# QUESTION: Why did the chicken cross the road?



## hemi (Jun 8, 2006)

Answers:

 DR. PHIL: The problem we have here is that this chicken won't realize
 that he must first deal with the problem on "THIS" side of the road
 before it goes after the problem on the "OTHER SIDE" of the road. What we need to do is help him realize how stupid he's acting by not taking on his "CURRENT" problems before adding "NEW" problems.

 OPRAH: Well I understand that the chicken is having problems , which is
 why he wants to cross this road so bad. So instead of having the chicken learn from his mistakes and take falls, which is a part of life, I'm
 going to give this chicken a car so that he can just drive across the
 road and not live his life like the rest of the chickens.

 GEORGE W BUSH: We don't really care why the chicken crossed the road. We just want to know if the chicken is on our side of the road, or not. The chicken is either against us, or for us. There is no middle ground here.


 DONALD RUMSFELD: Now to the left of the screen, you can clearly see the satellite image of the chicken crossing the road.

 ANDERSON COOPER/CNN: We have reason to believe there is a chicken, but we have not yet been allowed to have access to the other side of the road.

 JOHN KERRY: Although I voted to let the chicken cross the road, I am now  against it! It was the wrong road to cross, and I was misled about the chicken's intentions. I am for it now, and will remain against it.

 JUDGE JUDY: That chicken crossed the road because he's GUILTY! You can see it in his eyes and the way he walks.

 PAT BUCHANAN: To steal the job of a decent, hardworking American.

 MARTHA STEWART: No one called me to warn me which way that chicken was going. I had a standing order at the Farmer's Market to sell my eggs when the price dropped to a certain level. No little bird gave me any insider information.

 DR SEUSS: Did the chicken cross the road? Did he cross it
 with a toad? Yes, the chicken crossed the road, but why it
 crossed I've not been told.

 ERNEST HEMINGWAY: To die in the rain. Alone.

  GRANDPA: In my day we didn't ask why the chicken crossed the road.
 Somebody told us the chicken crossed the road, and that was good enough.


 BARBARA WALTERS: Isn't that interesting? In a few moments, we will be listening to the chicken tell, for the first time , the heart warming
 story of how it experienced a serious case of molting, and went on to
 accomplish its life long dream of crossing the road.

 JOHN LENNON: Imagine all the chickens in the world crossing roads
 together - in peace.

 ARISTOTLE: It is the nature of chickens to cross the road

 BILL GATES: I have just released eChicken2006, which will not only cross roads, but will lay eggs, file your important documents, and balance your check book. Internet explorer is an integral part of eChicken. The Platform is much more stable and will never cra...#@&&^( C \.... reboot.


 ALBERT EINSTEIN: Did the chicken really cross the road, or did the road move beneath the chicken?

 BILL CLINTON: I did not cross the road with THAT chicken.
 What is your definition of chicken?

 AL GORE: I invented the chicken!

 COLONEL SANDERS: Did I miss one?


----------



## HKphooey (Jun 8, 2006)

Those are good!


----------



## MA-Caver (Jun 8, 2006)

The Hemmingway is probably the best and most accurate one of all of them... sounds typical of his type of... optimism??


----------



## matt.m (Jun 8, 2006)

Yeah that is actually pretty funny.


----------



## stone_dragone (Jul 9, 2006)

Wisdom of the ages, well representative of our current climate.....awhell

Funny stuff!


----------

=-=-=

[REQUIRED TASK 1]:
Please reproduce the part of the chicken joke thread starting at "JUDGE JUDY: That" and ending at "not been told.".
[REQUIRED TASK 2]:
Summarize the chicken joke thread in two sentences.

[Data entries]:
=-=-=

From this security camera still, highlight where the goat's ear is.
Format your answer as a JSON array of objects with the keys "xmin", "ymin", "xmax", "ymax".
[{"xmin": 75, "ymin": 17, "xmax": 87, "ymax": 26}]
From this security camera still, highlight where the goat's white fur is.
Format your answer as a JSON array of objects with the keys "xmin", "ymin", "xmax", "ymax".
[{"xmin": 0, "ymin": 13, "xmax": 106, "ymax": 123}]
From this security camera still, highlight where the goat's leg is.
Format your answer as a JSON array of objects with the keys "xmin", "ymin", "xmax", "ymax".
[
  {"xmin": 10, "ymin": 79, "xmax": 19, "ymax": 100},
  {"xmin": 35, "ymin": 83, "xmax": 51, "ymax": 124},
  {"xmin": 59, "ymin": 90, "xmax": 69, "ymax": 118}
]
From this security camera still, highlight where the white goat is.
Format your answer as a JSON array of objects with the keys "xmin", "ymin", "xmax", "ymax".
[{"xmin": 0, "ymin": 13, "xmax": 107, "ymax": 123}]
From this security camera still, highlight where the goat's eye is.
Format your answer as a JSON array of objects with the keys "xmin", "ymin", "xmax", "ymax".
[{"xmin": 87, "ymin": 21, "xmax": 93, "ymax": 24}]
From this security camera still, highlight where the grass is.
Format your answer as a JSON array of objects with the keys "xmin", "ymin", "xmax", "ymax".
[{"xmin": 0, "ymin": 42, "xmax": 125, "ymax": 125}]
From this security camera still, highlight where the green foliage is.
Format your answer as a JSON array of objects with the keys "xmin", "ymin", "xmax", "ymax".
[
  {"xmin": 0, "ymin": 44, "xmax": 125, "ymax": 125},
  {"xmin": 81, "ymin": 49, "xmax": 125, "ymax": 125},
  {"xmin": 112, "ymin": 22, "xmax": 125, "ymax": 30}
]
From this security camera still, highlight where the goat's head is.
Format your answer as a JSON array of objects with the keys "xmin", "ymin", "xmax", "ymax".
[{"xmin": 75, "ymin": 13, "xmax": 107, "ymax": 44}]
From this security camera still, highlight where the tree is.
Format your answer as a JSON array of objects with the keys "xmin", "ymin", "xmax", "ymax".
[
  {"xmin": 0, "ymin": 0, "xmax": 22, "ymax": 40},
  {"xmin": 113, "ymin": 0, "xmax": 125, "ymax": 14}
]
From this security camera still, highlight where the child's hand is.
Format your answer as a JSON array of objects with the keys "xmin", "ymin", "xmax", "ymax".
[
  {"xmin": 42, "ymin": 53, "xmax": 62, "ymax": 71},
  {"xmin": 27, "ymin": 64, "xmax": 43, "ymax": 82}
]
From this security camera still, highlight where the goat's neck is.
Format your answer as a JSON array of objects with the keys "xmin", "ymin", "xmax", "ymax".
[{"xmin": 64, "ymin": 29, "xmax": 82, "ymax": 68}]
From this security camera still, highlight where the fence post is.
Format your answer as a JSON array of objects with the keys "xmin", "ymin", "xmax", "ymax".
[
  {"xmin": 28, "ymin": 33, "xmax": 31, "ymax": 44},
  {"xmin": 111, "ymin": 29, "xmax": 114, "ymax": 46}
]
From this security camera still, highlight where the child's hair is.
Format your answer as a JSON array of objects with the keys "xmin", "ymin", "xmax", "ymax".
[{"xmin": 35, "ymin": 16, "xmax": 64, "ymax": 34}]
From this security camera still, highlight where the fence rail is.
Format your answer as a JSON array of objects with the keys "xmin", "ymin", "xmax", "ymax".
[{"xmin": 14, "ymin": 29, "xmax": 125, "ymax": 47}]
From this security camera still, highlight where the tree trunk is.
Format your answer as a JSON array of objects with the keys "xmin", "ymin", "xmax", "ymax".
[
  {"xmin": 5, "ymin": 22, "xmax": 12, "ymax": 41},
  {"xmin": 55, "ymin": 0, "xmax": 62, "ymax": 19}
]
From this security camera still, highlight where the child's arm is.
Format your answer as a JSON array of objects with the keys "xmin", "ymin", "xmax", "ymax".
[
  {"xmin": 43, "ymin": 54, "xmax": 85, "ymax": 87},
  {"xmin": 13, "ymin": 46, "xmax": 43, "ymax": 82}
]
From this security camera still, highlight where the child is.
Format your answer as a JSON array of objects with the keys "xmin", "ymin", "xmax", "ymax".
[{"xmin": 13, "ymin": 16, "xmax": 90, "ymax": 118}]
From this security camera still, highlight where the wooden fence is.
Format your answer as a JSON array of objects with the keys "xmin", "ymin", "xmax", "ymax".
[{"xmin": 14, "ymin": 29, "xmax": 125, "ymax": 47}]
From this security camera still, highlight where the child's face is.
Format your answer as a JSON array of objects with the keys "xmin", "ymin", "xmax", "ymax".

=-=-=

[FULL ANSWER 1]:
JUDGE JUDY: That chicken crossed the road because he's GUILTY! You can see it in his eyes and the way he walks.

 PAT BUCHANAN: To steal the job of a decent, hardworking American.

 MARTHA STEWART: No one called me to warn me which way that chicken was going. I had a standing order at the Farmer's Market to sell my eggs when the price dropped to a certain level. No little bird gave me any insider information.

 DR SEUSS: Did the chicken cross the road? Did he cross it
 with a toad? Yes, the chicken crossed the road, but why it
 crossed I've not been told.

[FULL ANSWER 2]:
The thread opens with a post that answers why the chicken crossed the road in the voices of many figures, among them Dr. Phil, Oprah, George W. Bush, Ernest Hemingway, Albert Einstein and Colonel Sanders. Other members reply that the answers are good and funny, and one calls the Hemingway answer the best of them all.